### What the task asks
Please repeat the following lines word for word, starting at the line that contains "Question. Provide a point on each instance of the window" and ending at the line that contains "x=228, y=281", with both of those lines included.

[Dataset rows on where the objects appear]

###

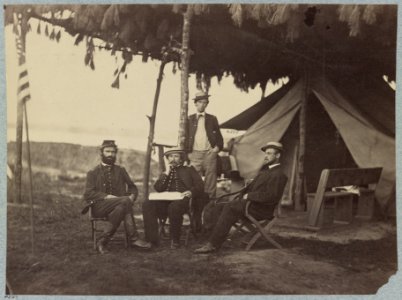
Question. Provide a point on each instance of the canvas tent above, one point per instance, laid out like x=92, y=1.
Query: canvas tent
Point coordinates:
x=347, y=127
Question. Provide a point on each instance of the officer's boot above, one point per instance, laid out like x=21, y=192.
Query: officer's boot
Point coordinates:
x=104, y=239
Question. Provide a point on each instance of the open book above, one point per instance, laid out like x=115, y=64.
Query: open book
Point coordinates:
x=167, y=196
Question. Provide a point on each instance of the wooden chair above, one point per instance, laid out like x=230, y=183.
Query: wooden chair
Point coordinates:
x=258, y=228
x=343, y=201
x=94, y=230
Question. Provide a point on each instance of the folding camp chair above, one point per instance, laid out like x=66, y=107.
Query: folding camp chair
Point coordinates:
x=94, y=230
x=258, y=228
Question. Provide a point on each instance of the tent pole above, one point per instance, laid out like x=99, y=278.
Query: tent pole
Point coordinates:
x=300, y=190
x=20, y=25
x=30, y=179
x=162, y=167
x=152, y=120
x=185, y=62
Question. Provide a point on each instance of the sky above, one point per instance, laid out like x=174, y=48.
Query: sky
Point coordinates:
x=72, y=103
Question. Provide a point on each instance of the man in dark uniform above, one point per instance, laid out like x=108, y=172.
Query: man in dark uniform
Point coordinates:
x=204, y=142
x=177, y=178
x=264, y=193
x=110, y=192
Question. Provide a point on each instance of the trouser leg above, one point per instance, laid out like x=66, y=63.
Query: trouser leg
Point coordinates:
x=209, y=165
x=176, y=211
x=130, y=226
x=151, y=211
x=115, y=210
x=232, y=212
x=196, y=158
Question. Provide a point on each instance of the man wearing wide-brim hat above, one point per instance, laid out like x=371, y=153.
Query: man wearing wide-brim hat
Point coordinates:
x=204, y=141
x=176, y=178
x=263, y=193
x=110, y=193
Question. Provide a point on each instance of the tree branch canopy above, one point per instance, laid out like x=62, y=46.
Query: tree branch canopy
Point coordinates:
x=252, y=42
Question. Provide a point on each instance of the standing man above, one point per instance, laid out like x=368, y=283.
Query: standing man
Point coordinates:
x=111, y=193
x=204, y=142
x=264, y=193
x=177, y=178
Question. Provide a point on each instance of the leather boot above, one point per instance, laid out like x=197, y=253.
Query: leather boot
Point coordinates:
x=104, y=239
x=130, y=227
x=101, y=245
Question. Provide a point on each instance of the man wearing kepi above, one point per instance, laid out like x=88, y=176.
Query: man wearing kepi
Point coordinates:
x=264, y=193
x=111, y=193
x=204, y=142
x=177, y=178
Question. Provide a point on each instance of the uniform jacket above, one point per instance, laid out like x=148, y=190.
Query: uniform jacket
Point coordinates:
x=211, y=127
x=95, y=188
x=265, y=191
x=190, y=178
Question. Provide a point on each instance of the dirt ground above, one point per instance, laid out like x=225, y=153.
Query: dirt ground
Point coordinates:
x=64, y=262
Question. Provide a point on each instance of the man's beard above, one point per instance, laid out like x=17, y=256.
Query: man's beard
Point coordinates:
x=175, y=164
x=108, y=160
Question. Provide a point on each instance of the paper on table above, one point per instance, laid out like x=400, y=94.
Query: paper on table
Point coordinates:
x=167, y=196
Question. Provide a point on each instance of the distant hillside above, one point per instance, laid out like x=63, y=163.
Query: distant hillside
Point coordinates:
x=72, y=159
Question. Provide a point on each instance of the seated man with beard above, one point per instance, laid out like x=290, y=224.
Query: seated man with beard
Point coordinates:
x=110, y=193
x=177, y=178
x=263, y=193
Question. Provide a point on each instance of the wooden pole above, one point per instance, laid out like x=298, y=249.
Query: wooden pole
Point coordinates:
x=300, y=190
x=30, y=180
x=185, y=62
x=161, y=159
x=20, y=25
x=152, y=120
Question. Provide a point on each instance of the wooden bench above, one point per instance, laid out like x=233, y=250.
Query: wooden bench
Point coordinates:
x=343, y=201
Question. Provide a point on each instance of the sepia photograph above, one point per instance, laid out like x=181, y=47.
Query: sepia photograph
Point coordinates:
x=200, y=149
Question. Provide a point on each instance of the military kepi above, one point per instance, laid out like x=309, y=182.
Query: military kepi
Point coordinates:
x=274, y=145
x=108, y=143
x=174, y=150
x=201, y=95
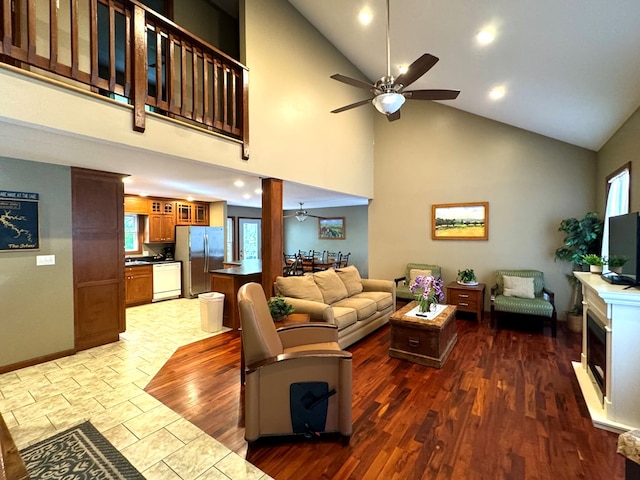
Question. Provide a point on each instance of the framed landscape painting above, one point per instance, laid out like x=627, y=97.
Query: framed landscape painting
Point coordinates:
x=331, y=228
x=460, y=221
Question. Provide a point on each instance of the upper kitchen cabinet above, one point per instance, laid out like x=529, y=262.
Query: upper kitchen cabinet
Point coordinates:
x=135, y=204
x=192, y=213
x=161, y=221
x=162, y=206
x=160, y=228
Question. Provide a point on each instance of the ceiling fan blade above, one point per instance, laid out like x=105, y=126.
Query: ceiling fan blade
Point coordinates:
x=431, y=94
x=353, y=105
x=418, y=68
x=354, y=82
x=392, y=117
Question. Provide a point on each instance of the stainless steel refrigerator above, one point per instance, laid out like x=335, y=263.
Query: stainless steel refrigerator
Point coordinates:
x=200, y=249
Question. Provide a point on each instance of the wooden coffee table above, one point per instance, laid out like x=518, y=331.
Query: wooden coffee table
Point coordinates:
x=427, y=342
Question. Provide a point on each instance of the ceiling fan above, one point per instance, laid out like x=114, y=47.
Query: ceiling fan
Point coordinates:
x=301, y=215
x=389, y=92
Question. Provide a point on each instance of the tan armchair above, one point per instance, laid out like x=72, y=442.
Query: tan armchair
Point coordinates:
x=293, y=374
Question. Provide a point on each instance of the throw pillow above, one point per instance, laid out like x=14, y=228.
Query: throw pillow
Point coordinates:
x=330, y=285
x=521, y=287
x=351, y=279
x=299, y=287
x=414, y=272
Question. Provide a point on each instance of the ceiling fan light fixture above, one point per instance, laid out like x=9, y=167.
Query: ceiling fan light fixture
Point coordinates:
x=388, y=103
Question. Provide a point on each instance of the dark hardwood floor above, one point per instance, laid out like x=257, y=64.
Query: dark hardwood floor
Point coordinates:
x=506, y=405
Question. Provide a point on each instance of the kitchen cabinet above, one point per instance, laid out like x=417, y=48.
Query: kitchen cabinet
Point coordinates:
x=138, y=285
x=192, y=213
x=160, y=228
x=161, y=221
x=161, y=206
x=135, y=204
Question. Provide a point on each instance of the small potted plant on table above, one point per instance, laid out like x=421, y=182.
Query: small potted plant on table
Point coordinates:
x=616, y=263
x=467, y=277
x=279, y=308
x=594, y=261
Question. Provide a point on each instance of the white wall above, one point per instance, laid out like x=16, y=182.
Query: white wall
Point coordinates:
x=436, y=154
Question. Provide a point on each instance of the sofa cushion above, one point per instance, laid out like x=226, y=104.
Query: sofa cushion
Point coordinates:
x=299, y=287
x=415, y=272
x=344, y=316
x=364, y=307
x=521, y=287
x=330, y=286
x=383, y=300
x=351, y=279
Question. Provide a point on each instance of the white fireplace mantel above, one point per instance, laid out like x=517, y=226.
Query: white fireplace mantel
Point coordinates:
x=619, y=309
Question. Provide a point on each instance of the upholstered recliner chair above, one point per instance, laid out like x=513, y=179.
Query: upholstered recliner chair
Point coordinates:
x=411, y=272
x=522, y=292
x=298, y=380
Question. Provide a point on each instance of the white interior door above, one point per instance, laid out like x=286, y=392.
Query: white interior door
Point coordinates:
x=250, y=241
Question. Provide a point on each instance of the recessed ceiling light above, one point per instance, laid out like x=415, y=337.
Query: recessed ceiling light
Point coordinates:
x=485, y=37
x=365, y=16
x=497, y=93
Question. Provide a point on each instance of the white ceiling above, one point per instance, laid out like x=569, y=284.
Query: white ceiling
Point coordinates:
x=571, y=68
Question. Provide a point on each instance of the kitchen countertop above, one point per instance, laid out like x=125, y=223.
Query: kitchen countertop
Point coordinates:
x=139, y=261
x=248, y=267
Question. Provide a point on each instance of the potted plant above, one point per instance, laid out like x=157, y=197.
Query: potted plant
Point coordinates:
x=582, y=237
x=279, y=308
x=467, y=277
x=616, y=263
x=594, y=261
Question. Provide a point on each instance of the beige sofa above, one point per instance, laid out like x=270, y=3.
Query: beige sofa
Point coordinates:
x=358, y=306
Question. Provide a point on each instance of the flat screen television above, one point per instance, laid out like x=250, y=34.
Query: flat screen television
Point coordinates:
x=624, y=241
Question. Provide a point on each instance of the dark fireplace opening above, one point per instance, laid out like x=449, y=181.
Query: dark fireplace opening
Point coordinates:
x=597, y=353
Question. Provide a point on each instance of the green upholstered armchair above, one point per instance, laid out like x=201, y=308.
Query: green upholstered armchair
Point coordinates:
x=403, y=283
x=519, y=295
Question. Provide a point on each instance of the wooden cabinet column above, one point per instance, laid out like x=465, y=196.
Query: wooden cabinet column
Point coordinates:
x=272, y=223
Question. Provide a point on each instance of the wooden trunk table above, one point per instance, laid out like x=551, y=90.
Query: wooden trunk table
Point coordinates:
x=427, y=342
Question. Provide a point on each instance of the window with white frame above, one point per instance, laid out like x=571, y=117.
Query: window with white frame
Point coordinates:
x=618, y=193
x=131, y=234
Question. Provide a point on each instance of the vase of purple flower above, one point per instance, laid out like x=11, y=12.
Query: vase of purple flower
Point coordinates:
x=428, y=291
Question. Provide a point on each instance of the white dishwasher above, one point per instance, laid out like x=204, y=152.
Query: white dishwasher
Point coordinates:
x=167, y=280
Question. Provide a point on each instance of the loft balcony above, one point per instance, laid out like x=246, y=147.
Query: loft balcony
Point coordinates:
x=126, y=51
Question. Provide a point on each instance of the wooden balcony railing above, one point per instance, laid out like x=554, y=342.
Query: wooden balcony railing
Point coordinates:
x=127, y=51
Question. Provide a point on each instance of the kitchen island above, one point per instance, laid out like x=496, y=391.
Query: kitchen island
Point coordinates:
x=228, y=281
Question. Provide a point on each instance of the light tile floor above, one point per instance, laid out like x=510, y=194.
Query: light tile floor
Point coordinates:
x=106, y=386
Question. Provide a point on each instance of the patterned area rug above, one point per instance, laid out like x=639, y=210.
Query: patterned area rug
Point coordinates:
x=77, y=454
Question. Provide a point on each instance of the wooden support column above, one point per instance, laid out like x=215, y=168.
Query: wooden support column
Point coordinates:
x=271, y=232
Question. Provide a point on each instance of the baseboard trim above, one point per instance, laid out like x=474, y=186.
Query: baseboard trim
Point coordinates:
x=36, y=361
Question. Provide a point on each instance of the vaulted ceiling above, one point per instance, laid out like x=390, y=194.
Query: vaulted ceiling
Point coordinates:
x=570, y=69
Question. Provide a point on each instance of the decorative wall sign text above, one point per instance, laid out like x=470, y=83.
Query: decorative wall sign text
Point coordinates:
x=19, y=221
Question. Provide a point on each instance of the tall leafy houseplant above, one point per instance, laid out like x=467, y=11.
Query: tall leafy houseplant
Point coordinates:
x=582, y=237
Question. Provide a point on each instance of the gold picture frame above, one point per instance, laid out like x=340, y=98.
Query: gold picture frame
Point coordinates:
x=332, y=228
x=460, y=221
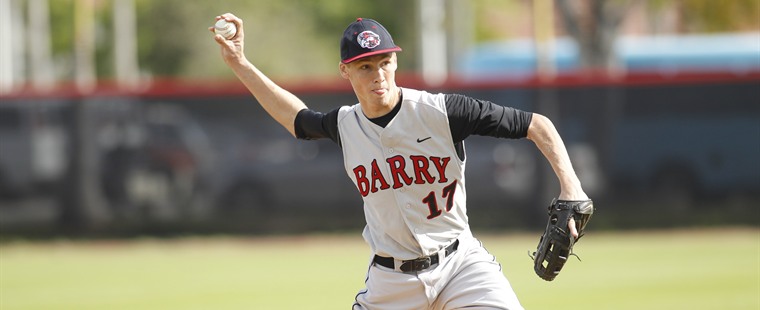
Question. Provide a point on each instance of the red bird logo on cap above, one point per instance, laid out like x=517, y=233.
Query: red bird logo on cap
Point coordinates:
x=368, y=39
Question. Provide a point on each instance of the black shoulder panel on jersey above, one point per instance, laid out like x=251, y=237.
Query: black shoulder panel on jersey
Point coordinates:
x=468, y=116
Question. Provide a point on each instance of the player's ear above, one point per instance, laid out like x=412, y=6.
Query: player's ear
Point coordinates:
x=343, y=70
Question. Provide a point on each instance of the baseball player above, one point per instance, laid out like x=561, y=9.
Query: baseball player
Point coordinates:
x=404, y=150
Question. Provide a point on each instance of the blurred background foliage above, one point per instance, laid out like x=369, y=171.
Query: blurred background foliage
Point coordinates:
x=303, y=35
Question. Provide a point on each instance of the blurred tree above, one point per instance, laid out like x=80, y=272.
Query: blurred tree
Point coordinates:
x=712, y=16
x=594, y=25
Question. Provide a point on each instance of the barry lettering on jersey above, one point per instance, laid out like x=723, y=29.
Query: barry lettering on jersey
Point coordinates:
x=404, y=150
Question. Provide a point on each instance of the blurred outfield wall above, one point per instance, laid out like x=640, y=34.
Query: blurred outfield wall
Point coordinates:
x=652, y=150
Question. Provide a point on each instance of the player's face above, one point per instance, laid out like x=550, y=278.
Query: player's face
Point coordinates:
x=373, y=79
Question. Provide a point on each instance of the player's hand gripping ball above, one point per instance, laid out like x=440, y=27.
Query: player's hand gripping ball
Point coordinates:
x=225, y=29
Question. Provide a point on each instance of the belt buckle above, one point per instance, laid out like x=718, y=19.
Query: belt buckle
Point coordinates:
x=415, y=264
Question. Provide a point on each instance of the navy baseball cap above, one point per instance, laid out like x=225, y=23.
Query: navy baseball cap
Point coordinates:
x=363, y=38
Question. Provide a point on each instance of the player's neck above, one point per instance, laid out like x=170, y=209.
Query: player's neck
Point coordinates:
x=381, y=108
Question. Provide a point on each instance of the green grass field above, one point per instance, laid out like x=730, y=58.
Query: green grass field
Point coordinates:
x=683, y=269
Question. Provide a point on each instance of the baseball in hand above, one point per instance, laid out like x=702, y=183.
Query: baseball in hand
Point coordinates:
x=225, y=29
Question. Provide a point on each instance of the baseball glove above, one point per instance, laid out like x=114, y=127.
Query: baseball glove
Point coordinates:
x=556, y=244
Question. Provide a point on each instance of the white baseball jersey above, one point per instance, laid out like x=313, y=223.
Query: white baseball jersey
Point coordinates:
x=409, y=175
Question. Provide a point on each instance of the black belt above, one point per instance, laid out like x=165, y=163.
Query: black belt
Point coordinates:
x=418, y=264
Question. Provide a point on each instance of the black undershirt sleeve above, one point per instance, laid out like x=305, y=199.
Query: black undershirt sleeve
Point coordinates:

###

### Solved problem
Question. Provide a point on each instance of the window with white frame above, one point per instance, laid out like x=571, y=117.
Query: window with white frame
Point coordinates:
x=618, y=193
x=131, y=234
Question. Provide a point on each instance of the vase of purple flower above, one point per instance, laid out like x=11, y=12.
Query: vase of purple flower
Point coordinates:
x=428, y=291
Question. Provide a point on each instance of the white dishwasher above, one point per instance, laid out like x=204, y=152.
Query: white dishwasher
Point coordinates:
x=167, y=280
Question. Provide a point on each instance of the loft balcony above, one point per instance, laid out like x=246, y=147.
Query: loft balcony
Point coordinates:
x=126, y=51
Question. Provide a point on each instance of the wooden balcony railing above, one point per instance, laid out like x=554, y=342.
Query: wooden balcony railing
Point coordinates:
x=127, y=51
Question. Provide a point on each instance of the kitchen island above, one point per instance, laid out like x=496, y=391.
Query: kitchen island
Point coordinates:
x=228, y=281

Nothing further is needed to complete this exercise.